Lay out the items below as a two-column CSV with columns named item_text and item_answer and one row per item. Put each item's text and its answer in its own quoted field, replacing any line breaks with spaces.

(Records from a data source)
+++
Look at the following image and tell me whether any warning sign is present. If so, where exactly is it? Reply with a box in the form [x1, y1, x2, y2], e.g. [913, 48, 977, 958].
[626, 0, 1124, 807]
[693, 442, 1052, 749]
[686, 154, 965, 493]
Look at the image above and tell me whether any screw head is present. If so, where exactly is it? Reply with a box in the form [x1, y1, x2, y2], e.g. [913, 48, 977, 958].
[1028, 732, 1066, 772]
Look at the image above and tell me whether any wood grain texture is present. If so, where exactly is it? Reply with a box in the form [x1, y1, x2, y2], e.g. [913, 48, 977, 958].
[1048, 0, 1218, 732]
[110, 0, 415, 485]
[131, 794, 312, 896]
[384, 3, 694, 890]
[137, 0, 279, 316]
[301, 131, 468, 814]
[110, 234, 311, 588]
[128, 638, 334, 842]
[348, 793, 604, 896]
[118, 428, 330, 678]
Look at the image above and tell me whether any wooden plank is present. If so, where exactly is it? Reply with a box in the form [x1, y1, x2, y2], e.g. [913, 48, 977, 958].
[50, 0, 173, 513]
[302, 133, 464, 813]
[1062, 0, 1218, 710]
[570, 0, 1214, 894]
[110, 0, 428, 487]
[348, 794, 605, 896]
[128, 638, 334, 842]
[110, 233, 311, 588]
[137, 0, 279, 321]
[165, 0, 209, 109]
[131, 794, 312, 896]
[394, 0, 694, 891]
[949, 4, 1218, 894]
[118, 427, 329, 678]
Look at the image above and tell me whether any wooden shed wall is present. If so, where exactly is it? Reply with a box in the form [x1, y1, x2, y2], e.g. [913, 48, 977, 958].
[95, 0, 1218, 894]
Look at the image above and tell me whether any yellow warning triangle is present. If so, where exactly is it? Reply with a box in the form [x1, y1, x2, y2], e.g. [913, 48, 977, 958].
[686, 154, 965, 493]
+++
# [Solved problem]
item_text,item_answer
"Look at the following image and tell me whether any warning sign is present. If so, where exactly is it? Reply with a box in the form [x1, y1, x2, y2], e.g. [913, 48, 977, 958].","[626, 0, 1124, 807] [693, 442, 1052, 749] [686, 154, 965, 493]"
"Look at the image above and tell me whether any screw head is present. If so, where exactly is it? Reply with a box in the form [x1, y1, x2, y2], e.g. [913, 48, 977, 958].","[1028, 732, 1066, 772]"
"Look at the image above and tell me whether any wood grain texture is present. If so, where exactly is it? Reply with a box in the form [x1, y1, x2, y2], e.g. [913, 48, 977, 958].","[1048, 0, 1218, 732] [110, 0, 415, 485] [131, 794, 312, 896] [384, 3, 694, 890] [137, 0, 279, 316] [301, 131, 468, 814] [110, 234, 311, 588] [128, 638, 334, 842] [348, 793, 604, 896] [118, 428, 330, 678]"
"Look at the image above and tell me whether any wooden plank is present. If so, where exactly is it? Reply with a box in the form [x1, y1, x2, y2], e.g. [913, 48, 977, 958].","[50, 0, 173, 513] [302, 133, 464, 813] [1062, 0, 1218, 710] [570, 0, 1214, 894] [110, 0, 428, 487] [348, 794, 605, 896] [128, 638, 334, 842] [110, 233, 311, 588] [137, 0, 279, 321] [165, 0, 209, 109] [131, 794, 312, 896] [394, 0, 694, 891] [949, 4, 1218, 894] [118, 427, 329, 678]"
"Look at the image above and tell me whether any wooden shed wall is present. If so, where exactly is it? Reply with a box in the form [x1, y1, x2, y2], e.g. [913, 48, 977, 958].","[95, 0, 1218, 894]"
"Look at the image above and tell me whether any yellow warning triangle is present. If so, where exactly is it? Reply with a box in the form [x1, y1, x2, y2], e.g. [913, 48, 977, 958].","[686, 154, 965, 493]"